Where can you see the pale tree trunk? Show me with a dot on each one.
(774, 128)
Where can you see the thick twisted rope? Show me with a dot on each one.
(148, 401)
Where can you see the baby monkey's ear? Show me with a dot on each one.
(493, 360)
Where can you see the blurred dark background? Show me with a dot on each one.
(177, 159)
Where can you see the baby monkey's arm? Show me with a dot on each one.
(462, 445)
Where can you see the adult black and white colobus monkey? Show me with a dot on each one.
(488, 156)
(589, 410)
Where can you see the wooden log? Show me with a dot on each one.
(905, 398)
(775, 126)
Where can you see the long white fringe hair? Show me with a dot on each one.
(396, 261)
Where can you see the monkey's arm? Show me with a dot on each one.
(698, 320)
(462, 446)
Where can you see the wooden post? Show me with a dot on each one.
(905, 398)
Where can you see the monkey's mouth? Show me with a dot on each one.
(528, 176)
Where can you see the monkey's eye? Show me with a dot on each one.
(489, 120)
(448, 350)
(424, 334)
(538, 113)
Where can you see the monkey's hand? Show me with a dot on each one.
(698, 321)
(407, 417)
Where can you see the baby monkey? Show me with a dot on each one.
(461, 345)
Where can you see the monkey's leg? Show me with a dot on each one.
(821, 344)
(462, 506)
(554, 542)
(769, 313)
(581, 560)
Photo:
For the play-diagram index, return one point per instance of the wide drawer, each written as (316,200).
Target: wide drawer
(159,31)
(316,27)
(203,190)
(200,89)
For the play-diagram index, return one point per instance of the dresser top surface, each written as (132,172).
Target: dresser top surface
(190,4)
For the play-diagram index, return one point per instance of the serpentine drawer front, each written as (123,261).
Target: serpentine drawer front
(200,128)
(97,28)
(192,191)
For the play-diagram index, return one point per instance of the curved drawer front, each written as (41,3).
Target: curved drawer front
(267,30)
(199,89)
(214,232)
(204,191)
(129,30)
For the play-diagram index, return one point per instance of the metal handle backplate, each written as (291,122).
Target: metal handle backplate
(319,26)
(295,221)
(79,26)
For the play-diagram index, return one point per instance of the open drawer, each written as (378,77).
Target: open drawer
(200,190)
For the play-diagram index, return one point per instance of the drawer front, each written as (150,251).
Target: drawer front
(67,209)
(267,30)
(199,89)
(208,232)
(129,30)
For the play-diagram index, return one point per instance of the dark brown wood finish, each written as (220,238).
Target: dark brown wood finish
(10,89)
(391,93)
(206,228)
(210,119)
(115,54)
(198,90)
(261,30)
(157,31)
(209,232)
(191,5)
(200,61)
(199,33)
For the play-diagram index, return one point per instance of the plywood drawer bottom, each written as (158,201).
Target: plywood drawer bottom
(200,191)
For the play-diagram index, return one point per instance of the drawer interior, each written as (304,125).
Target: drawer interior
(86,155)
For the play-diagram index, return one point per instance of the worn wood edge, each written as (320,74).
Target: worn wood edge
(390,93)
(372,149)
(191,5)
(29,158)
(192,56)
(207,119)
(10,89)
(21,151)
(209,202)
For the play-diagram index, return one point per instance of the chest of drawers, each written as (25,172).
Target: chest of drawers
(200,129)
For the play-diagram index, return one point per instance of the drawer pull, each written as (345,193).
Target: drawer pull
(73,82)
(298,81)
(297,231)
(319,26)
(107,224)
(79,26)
══════
- _Problem to work on_:
Each entry above needs to be output exactly as written.

- _Response to the task_:
Where can you see the pale tree trunk? Show me with a dot on each one.
(774, 128)
Where can you see the thick twisted rope? Show me with a dot on each one.
(148, 401)
Where can you see the baby monkey's ear? Show me with a dot on each one.
(493, 360)
Where can you see the blurred dark background? Show me with a dot on each one.
(177, 159)
Where can you see the baby monkey's arm? Show me with a dot on each one.
(462, 445)
Where can you see the adult black and white colobus monkey? Show me with a dot on each one.
(488, 156)
(589, 410)
Where can you see the wooden log? Show me with a dot on each one.
(905, 398)
(775, 126)
Where can you see the long white fringe hair? Show me with a dot on each one.
(396, 261)
Where can you see the monkey's arm? Show me with a dot on each one.
(698, 320)
(462, 446)
Where can you see the wooden post? Show me with a dot on each one.
(905, 398)
Where can you see the monkey's mouth? Show me with a dot on each one.
(528, 176)
Where can you see the monkey's eye? Show me with a dot on each one.
(489, 120)
(448, 350)
(424, 334)
(538, 113)
Where can you see the monkey's hand? Show me with a dot on each one.
(698, 321)
(407, 417)
Where can you see the baby monkey? Show me with a dot on each one.
(461, 345)
Where can you see the monkey's leg? Show me with a dot on each one.
(821, 344)
(462, 506)
(554, 542)
(769, 313)
(581, 560)
Photo:
For the play-diagram index, return one point per instance of the wide drawer, each written as (316,200).
Target: wide drawer
(159,31)
(316,27)
(203,190)
(200,89)
For the play-diagram index, return one point per instance of the dresser top surface, each written as (132,172).
Target: dresser top surface
(190,4)
For the play-diagram index, return one point per instance of the serpentine drawer front, each written as (123,261).
Target: serpentine drawer front
(200,128)
(97,28)
(192,191)
For the play-diagram index, return one point per instance of the curved drawer front, each written as (41,3).
Target: curved drawer front
(267,30)
(199,89)
(214,232)
(204,191)
(129,30)
For the play-diagram index, return one point per instance of the metal handle backplate, each written as (291,122).
Target: metal handle backplate
(319,26)
(295,221)
(79,26)
For the play-diagram index, return one point per instance of the open drawer, each written as (378,77).
Target: open drawer
(200,190)
For the play-diagram index, return one point per instance of the drawer front, each written as (150,251).
Target: drawer front
(67,209)
(267,30)
(199,89)
(208,232)
(129,30)
For the play-diagram index, return one point per instance of the dark brown wood finish, each written as (220,238).
Target: dark brown wood finish
(10,89)
(391,93)
(206,228)
(210,119)
(115,54)
(198,90)
(261,30)
(157,31)
(209,232)
(191,5)
(200,61)
(199,33)
For the play-diagram index, return one point per instance of the plywood drawer bottom, each written as (158,201).
Target: plywood drawer bottom
(200,191)
For the play-diagram index, return one point per instance of the drawer interior, each written as (304,125).
Target: drawer interior
(86,155)
For the play-diagram index, return one point per instance of the worn wood edge, each written as (320,74).
Target: worn wood edge
(390,93)
(372,149)
(191,5)
(29,158)
(192,56)
(207,119)
(10,89)
(21,151)
(209,202)
For the play-diagram index, return one point per instance of the chest of drawers, each written as (25,172).
Target: chest of drawers
(200,129)
For the play-diagram index, return one point per instance of the drawer pull, each written as (345,193).
Target: drawer pull
(73,82)
(298,81)
(297,231)
(319,26)
(107,224)
(79,26)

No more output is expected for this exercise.